## [Set task]
Exactly reproduce the lines from the line containing "Where can the chair" to the end of the data below, inclusive, and nothing else.

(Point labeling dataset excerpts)
§ §

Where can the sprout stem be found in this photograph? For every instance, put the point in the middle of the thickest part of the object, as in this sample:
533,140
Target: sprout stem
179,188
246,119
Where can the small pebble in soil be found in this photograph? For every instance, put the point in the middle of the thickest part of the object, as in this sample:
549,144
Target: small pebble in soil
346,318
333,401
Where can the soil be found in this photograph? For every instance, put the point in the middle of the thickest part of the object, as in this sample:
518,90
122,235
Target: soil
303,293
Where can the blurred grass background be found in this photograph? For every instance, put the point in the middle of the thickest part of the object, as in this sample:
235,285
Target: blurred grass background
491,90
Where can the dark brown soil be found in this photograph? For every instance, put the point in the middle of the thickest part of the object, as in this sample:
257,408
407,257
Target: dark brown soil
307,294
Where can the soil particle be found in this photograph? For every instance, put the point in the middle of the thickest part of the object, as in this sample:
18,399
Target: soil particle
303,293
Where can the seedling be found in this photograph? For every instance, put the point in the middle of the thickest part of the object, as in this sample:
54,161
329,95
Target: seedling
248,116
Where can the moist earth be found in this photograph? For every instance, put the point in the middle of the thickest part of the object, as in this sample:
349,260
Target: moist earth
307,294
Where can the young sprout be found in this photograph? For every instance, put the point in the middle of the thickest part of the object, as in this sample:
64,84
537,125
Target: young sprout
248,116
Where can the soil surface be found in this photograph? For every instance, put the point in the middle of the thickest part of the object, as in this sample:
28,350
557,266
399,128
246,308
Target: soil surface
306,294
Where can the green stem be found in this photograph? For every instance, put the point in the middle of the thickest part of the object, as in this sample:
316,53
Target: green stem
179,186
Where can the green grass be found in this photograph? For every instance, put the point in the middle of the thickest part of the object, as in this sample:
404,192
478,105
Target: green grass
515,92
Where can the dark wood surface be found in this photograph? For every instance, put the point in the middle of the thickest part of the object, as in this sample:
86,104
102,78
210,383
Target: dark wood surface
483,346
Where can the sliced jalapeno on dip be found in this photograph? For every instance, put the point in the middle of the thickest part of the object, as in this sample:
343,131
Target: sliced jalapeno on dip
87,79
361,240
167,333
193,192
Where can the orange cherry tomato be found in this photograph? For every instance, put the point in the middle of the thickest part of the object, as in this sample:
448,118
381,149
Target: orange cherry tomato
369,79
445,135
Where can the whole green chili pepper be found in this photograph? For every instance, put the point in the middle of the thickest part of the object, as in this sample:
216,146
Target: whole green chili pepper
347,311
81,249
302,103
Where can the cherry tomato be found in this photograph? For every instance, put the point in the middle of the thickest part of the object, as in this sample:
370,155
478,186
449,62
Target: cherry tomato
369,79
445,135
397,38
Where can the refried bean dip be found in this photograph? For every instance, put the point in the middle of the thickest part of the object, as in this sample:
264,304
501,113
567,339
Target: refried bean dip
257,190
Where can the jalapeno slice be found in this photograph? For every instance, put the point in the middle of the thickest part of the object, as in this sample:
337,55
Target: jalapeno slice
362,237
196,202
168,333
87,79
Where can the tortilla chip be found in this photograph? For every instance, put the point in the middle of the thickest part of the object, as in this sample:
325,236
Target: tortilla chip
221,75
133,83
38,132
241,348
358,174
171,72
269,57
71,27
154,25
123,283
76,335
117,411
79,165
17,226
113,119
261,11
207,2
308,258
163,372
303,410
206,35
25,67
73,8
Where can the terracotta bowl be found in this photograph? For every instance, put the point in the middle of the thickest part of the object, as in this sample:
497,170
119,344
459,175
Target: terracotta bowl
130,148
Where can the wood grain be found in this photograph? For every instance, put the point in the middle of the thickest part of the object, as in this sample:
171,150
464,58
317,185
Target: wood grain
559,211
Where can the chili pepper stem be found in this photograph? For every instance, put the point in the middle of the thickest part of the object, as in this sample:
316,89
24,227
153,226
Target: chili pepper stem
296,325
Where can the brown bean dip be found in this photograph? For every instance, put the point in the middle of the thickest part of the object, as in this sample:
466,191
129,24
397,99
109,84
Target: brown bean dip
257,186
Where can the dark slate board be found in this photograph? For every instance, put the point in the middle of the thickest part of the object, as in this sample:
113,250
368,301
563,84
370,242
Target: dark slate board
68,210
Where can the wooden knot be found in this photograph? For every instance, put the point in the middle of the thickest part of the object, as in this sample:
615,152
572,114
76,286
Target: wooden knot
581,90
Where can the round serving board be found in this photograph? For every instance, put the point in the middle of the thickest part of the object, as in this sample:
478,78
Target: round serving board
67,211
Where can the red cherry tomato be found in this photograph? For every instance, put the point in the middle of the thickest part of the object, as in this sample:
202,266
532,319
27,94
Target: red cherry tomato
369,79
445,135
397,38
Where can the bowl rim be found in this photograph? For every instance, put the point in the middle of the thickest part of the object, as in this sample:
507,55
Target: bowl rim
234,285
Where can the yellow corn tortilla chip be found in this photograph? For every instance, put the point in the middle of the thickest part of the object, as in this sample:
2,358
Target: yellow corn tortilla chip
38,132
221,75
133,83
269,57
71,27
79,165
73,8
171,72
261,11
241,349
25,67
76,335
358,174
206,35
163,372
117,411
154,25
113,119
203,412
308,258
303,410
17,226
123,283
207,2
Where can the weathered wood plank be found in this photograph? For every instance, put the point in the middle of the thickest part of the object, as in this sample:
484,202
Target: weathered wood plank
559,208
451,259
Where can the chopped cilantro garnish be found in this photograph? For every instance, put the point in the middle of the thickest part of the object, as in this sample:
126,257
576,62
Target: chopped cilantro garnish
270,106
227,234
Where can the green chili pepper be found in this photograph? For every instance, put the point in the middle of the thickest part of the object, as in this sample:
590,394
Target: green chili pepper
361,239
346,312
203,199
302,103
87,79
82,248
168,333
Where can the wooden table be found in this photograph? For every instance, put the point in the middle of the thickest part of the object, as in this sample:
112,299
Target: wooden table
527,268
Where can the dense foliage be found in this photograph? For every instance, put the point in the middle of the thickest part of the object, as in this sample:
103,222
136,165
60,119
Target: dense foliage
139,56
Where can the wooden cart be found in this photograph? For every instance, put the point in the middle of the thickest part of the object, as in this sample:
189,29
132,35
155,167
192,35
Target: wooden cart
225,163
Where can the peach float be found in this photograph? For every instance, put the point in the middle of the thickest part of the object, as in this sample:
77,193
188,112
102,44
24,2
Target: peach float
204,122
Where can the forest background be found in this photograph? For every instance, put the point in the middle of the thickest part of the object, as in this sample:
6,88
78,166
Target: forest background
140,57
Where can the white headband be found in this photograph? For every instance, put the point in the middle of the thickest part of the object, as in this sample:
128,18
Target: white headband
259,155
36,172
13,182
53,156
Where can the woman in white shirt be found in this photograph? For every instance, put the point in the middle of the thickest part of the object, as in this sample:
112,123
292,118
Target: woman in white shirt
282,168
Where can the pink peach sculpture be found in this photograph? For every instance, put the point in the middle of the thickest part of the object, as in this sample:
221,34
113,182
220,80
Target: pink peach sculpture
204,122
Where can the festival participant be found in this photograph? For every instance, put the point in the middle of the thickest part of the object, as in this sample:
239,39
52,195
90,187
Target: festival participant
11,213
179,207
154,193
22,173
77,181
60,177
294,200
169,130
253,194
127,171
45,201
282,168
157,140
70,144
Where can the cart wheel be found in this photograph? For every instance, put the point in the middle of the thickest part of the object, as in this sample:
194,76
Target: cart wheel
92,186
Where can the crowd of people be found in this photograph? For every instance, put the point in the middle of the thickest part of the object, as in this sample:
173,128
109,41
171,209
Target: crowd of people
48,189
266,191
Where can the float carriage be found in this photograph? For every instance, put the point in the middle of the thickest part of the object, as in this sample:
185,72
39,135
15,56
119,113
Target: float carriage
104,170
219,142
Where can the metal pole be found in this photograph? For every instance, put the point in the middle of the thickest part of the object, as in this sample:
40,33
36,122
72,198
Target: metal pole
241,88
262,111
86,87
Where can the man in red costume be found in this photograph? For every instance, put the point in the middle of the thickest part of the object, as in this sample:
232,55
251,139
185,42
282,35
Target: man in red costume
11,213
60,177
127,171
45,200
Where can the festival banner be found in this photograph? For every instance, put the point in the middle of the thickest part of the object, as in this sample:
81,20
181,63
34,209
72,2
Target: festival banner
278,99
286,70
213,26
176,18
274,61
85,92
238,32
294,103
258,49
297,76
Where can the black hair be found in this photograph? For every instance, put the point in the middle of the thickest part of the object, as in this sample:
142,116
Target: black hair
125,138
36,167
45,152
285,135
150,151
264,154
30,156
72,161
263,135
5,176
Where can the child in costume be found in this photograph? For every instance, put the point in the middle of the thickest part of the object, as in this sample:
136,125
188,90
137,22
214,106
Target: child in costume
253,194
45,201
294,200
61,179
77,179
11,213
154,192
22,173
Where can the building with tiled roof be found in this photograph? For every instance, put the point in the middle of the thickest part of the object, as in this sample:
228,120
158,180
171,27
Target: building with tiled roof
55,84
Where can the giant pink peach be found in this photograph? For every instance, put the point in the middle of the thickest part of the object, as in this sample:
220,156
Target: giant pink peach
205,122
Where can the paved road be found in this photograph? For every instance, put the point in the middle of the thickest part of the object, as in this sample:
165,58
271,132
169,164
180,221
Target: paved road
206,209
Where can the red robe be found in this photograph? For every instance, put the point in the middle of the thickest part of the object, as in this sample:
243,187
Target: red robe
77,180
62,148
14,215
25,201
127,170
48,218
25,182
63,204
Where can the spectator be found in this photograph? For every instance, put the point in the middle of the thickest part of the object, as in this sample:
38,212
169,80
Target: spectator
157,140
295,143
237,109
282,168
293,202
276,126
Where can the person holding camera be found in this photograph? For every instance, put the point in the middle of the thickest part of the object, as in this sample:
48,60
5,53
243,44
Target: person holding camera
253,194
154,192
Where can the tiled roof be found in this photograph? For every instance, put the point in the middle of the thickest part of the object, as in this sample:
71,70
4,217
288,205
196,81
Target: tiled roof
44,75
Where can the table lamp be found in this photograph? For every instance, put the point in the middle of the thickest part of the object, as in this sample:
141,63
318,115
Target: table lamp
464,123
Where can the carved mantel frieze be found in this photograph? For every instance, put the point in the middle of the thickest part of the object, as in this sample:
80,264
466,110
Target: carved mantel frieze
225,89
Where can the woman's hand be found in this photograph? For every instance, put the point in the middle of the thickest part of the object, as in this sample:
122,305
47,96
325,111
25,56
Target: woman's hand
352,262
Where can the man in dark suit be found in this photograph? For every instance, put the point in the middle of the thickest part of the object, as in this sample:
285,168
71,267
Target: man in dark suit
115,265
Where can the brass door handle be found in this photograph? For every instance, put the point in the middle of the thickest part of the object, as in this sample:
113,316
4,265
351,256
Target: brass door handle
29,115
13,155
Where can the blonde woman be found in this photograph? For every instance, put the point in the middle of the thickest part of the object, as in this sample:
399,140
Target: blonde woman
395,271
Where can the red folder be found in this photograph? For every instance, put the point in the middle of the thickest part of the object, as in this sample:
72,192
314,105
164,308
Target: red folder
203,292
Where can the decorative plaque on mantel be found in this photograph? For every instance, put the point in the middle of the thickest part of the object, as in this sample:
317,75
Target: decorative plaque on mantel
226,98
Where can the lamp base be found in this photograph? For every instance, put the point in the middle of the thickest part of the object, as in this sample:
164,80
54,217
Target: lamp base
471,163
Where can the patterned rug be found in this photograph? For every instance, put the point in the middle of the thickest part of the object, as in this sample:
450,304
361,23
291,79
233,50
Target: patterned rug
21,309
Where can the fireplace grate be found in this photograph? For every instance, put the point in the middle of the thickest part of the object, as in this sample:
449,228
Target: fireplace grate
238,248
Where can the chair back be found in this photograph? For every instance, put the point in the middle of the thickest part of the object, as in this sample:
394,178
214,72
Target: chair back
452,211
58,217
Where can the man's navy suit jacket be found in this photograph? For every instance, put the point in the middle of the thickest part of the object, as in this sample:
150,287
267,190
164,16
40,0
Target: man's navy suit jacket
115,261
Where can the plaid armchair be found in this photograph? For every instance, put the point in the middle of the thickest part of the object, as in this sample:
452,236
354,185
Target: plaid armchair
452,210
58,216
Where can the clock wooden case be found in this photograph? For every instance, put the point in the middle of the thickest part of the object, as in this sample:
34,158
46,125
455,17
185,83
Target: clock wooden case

§ §

## [Exercise response]
Where can the chair back be found in this photograph? For every instance, put the point in the middle of the thickest part of the object, as in this sample:
394,178
214,72
Target: chair back
452,211
58,217
Where can the man's navy suit jacket be found in this photograph? For every instance, put the point in the middle of the thickest part of the object, as in this sample:
150,287
267,190
164,16
40,0
Target: man's navy suit jacket
115,261
Where can the plaid armchair be found in this photograph? For every instance, put the point in the middle of the thickest part of the object, as in this sample:
452,236
354,185
Target: plaid armchair
452,210
58,216
Where can the clock wooden case be found in this photograph? For every instance, put the point in the middle of the thickest part of the object, as in this sample:
34,158
46,125
455,17
185,83
Target: clock wooden case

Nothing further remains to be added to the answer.